*GIVEN DATA*.
================================

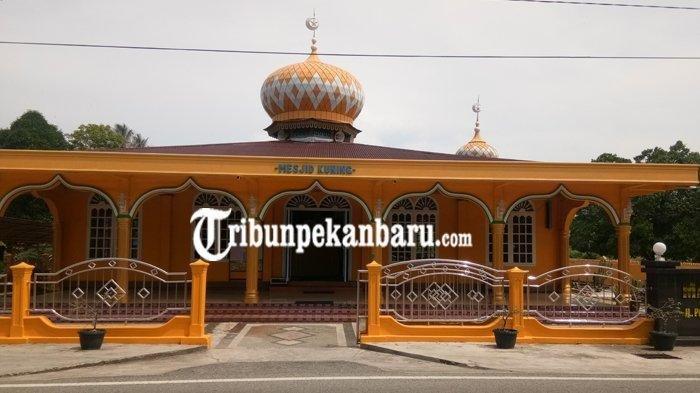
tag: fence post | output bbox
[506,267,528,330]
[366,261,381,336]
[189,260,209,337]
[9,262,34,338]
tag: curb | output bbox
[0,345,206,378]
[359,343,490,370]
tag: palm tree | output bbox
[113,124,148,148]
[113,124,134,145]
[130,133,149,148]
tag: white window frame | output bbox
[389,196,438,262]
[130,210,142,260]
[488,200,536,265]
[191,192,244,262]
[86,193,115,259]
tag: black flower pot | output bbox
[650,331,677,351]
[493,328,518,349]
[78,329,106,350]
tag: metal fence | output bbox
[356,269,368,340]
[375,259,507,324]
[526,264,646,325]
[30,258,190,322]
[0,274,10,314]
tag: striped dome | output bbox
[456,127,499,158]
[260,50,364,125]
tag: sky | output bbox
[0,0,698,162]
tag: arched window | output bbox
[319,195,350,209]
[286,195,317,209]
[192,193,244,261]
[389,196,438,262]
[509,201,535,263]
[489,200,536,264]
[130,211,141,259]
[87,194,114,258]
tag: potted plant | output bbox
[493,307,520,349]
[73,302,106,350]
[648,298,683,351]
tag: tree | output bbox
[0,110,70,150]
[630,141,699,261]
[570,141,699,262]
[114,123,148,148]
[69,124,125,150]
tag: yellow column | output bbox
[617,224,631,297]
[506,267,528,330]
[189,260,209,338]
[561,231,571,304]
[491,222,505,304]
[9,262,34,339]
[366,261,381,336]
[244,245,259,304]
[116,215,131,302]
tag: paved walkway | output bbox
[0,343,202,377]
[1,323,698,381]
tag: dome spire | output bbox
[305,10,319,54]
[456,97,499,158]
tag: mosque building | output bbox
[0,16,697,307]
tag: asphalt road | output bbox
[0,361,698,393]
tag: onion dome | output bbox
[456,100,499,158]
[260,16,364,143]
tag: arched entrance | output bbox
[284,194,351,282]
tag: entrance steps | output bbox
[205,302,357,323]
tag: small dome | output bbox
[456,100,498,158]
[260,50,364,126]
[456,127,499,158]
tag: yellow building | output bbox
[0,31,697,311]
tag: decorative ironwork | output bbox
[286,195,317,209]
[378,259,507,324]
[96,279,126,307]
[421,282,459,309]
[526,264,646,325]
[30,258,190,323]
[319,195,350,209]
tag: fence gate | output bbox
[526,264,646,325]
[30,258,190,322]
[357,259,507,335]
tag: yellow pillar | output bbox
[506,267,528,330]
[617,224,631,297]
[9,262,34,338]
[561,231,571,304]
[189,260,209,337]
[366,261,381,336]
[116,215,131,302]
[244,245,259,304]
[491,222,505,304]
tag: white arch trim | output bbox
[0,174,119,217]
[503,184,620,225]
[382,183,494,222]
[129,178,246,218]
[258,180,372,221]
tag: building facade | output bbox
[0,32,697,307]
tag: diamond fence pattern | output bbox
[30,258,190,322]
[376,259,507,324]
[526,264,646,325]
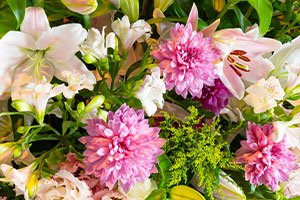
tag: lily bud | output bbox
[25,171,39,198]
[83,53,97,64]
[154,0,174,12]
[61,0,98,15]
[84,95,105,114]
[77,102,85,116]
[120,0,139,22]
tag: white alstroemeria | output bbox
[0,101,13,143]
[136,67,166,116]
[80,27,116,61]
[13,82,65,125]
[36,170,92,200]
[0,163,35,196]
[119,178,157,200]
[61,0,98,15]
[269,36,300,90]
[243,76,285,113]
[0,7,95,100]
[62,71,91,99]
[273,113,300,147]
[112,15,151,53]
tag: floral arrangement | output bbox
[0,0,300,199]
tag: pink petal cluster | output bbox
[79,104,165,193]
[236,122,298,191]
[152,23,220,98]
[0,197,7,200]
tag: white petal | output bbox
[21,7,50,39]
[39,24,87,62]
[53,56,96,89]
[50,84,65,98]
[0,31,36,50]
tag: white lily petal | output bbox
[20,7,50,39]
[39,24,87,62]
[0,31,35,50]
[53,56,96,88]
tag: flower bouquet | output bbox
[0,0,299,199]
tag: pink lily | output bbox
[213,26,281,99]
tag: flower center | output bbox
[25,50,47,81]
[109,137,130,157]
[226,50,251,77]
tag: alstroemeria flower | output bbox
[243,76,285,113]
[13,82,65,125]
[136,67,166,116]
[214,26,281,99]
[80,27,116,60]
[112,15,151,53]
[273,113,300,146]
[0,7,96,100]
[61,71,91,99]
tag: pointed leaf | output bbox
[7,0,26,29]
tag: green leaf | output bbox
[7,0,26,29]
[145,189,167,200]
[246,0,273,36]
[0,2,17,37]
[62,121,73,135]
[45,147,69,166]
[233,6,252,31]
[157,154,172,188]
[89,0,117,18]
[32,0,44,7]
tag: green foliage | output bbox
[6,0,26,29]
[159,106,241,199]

================================

*INSTRUCTIONS TO FOLLOW*. Repeat the listing above word for word and leave its images out.

*RESPONSE TO THIS EXERCISE*.
tag: fence post | output bbox
[506,267,528,330]
[366,261,381,336]
[189,260,209,337]
[9,262,34,338]
tag: curb | output bbox
[0,345,206,378]
[359,343,490,370]
tag: palm tree | output bbox
[113,124,148,148]
[113,124,134,145]
[130,133,149,148]
tag: white window frame | output bbox
[389,196,438,262]
[130,210,142,260]
[488,200,536,265]
[191,192,244,262]
[86,193,115,259]
tag: black flower pot | output bbox
[650,331,677,351]
[493,328,518,349]
[78,329,106,350]
tag: metal fence | output bbox
[356,269,368,340]
[375,259,507,324]
[526,264,646,325]
[30,258,190,322]
[0,274,10,314]
tag: striped dome | output bbox
[456,127,499,158]
[260,50,364,125]
tag: sky | output bbox
[0,0,698,162]
tag: arched window | output bbox
[319,195,350,209]
[286,195,317,209]
[192,193,244,261]
[389,196,438,262]
[509,201,535,263]
[489,200,536,264]
[130,211,141,259]
[87,194,114,258]
tag: potted plant | output bbox
[493,307,520,349]
[73,302,106,350]
[648,298,683,351]
tag: tree | output bbox
[0,110,70,150]
[630,141,699,261]
[570,141,699,262]
[114,123,148,148]
[69,124,125,150]
tag: yellow column | output bbox
[617,224,631,297]
[506,267,528,330]
[189,260,209,338]
[561,231,571,304]
[491,222,505,304]
[9,262,34,339]
[366,261,381,336]
[244,245,259,304]
[116,215,131,302]
tag: paved walkway | output bbox
[0,343,202,377]
[1,323,698,381]
tag: dome spire | output bbox
[305,10,319,54]
[456,97,499,158]
tag: mosque building | output bbox
[0,16,697,307]
tag: asphalt road | output bbox
[0,361,698,393]
tag: onion dome | output bbox
[456,100,499,158]
[260,16,364,143]
tag: arched entrance | output bbox
[284,194,351,282]
tag: entrance steps | output bbox
[205,302,357,323]
tag: small dome | output bbox
[456,100,498,158]
[260,50,364,126]
[456,127,499,158]
tag: yellow building | output bbox
[0,31,697,311]
tag: decorative ironwork | output bbox
[286,195,317,209]
[378,259,507,324]
[96,279,126,307]
[421,282,459,309]
[526,264,646,325]
[30,258,190,323]
[319,195,350,209]
tag: fence gate | output bbox
[526,264,646,325]
[30,258,190,322]
[357,259,507,335]
tag: yellow pillar | output bbox
[506,267,528,330]
[617,224,631,297]
[9,262,34,338]
[561,231,571,304]
[189,260,209,337]
[366,261,381,336]
[116,215,131,302]
[244,245,259,304]
[491,222,505,304]
tag: white arch trim | output bbox
[0,174,119,217]
[503,184,620,225]
[382,183,494,222]
[129,178,246,218]
[258,180,372,221]
tag: building facade | output bbox
[0,32,697,307]
tag: diamond fence pattern | output bbox
[30,258,190,322]
[376,259,507,324]
[526,264,646,325]
tag: lily bud | output bbox
[25,171,39,198]
[83,53,97,64]
[154,0,174,12]
[61,0,98,15]
[84,95,105,114]
[77,102,85,116]
[120,0,139,22]
tag: white alstroemeria | output bbox
[0,101,13,143]
[136,67,166,116]
[80,27,116,61]
[13,82,65,125]
[36,170,92,200]
[0,163,35,196]
[119,178,157,200]
[61,0,98,15]
[269,36,300,90]
[243,76,285,113]
[0,7,95,100]
[62,71,91,99]
[273,113,300,147]
[112,15,151,53]
tag: floral arrangement | output bbox
[0,0,300,199]
tag: pink petal cluster | output bbox
[79,104,165,193]
[236,122,298,191]
[152,23,220,98]
[0,197,7,200]
tag: white petal | output bbox
[21,7,50,39]
[39,24,87,62]
[53,56,96,89]
[50,84,65,98]
[0,31,36,50]
tag: white lily petal | output bbox
[20,7,50,39]
[39,24,87,62]
[0,31,35,50]
[53,56,96,88]
tag: flower bouquet | output bbox
[0,0,299,199]
tag: pink lily | output bbox
[213,26,281,99]
tag: flower center | output bbox
[25,50,47,81]
[109,137,130,157]
[226,50,251,77]
tag: alstroemeria flower | output bbox
[243,76,285,113]
[13,82,65,125]
[136,67,166,116]
[214,26,281,99]
[80,27,116,60]
[112,15,151,53]
[273,113,300,146]
[0,7,96,100]
[61,71,91,99]
tag: pointed leaf | output bbox
[7,0,26,29]
tag: green leaf | output bbox
[7,0,26,29]
[145,189,167,200]
[246,0,273,36]
[0,2,17,37]
[62,121,73,135]
[45,147,69,166]
[233,6,252,31]
[157,154,172,188]
[89,0,117,18]
[32,0,44,7]
tag: green foliage | output bbox
[6,0,26,29]
[159,106,241,199]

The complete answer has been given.